=== Pointing dataset records ===
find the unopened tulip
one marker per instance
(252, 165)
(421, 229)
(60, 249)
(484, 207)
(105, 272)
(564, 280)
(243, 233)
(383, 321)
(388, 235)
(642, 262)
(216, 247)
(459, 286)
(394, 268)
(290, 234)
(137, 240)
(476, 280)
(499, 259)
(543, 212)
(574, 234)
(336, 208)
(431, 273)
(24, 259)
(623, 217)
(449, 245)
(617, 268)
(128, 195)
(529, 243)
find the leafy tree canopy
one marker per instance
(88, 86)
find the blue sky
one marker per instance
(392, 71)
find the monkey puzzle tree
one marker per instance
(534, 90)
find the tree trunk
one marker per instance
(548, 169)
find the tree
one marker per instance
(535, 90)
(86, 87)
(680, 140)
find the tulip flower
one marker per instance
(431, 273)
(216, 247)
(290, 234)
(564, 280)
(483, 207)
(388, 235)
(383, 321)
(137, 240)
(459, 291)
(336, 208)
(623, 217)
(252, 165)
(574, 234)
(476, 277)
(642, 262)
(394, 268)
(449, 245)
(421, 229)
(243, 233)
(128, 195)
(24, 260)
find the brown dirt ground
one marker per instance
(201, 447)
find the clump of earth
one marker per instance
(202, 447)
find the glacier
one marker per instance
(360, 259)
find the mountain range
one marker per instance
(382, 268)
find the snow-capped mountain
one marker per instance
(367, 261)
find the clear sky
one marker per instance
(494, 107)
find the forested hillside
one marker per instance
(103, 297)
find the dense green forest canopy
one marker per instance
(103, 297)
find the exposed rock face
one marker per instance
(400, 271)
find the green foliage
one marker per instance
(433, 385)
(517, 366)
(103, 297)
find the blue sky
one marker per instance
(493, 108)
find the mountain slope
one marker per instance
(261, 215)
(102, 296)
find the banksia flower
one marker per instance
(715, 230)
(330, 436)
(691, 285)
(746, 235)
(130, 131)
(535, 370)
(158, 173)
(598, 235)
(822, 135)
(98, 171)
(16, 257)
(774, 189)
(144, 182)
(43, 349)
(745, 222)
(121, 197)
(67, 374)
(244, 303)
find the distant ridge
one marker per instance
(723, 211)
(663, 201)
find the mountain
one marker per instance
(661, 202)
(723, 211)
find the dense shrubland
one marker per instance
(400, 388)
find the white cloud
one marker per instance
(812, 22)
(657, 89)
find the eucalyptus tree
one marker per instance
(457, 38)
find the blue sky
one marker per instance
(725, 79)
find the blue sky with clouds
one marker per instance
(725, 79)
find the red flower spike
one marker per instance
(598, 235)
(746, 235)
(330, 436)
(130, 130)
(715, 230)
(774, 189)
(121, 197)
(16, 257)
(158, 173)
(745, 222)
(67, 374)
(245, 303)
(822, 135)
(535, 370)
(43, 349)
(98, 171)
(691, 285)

=== WHAT TO DO ===
Produce an exact copy of the whole listing.

=== EXERCISE RESULT ===
find the unopened tulip
one marker per instance
(252, 165)
(421, 229)
(60, 249)
(484, 207)
(105, 272)
(564, 280)
(243, 233)
(383, 321)
(388, 235)
(642, 262)
(216, 247)
(459, 286)
(394, 268)
(290, 234)
(137, 240)
(476, 280)
(499, 259)
(543, 212)
(574, 234)
(336, 208)
(431, 273)
(24, 259)
(623, 217)
(449, 245)
(617, 268)
(128, 195)
(529, 243)
find the leafy tree canopy
one marker per instance
(88, 86)
find the blue sky
one marker per instance
(392, 71)
find the monkey puzzle tree
one marker per instance
(534, 90)
find the tree trunk
one marker per instance
(548, 169)
find the tree
one marker per instance
(535, 90)
(86, 87)
(680, 140)
find the tulip flower
one marker per instance
(431, 273)
(216, 247)
(290, 234)
(564, 280)
(483, 207)
(388, 235)
(383, 321)
(137, 240)
(459, 291)
(336, 208)
(623, 217)
(252, 165)
(574, 234)
(476, 277)
(642, 262)
(394, 268)
(449, 245)
(421, 229)
(243, 233)
(128, 195)
(24, 260)
find the brown dirt ground
one marker per instance
(201, 447)
find the clump of earth
one marker per instance
(202, 447)
find the glacier
one marker per instance
(360, 259)
find the mountain range
one marker per instance
(382, 268)
find the snow-capped mountain
one marker per instance
(367, 261)
find the clear sky
one marker per instance
(494, 107)
find the forested hillside
one marker per instance
(103, 297)
find the dense green forest canopy
one marker per instance
(103, 297)
find the exposed rock face
one marker per instance
(400, 271)
find the green foliage
one marker per instance
(433, 385)
(517, 366)
(103, 297)
find the blue sky
one marker per instance
(493, 108)
find the mountain slope
one marker per instance
(261, 215)
(102, 296)
find the banksia flower
one marker per instance
(715, 230)
(330, 436)
(691, 285)
(746, 235)
(130, 131)
(535, 370)
(158, 173)
(598, 235)
(822, 135)
(98, 171)
(16, 257)
(774, 189)
(144, 182)
(43, 349)
(745, 222)
(121, 197)
(67, 374)
(244, 303)
find the distant ridge
one marker per instance
(723, 211)
(663, 201)
find the mountain
one marker per instance
(661, 202)
(723, 211)
find the dense shrubland
one marker per instance
(400, 388)
find the white cloud
one marker per instance
(812, 22)
(657, 89)
find the eucalyptus tree
one marker per instance
(457, 38)
find the blue sky
one marker per instance
(725, 79)
find the blue sky with clouds
one marker per instance
(725, 79)
find the red flower spike
one marker per instance
(598, 235)
(746, 235)
(330, 436)
(130, 130)
(715, 230)
(774, 189)
(121, 197)
(16, 257)
(158, 173)
(745, 222)
(67, 374)
(245, 303)
(822, 135)
(535, 370)
(43, 349)
(98, 171)
(691, 285)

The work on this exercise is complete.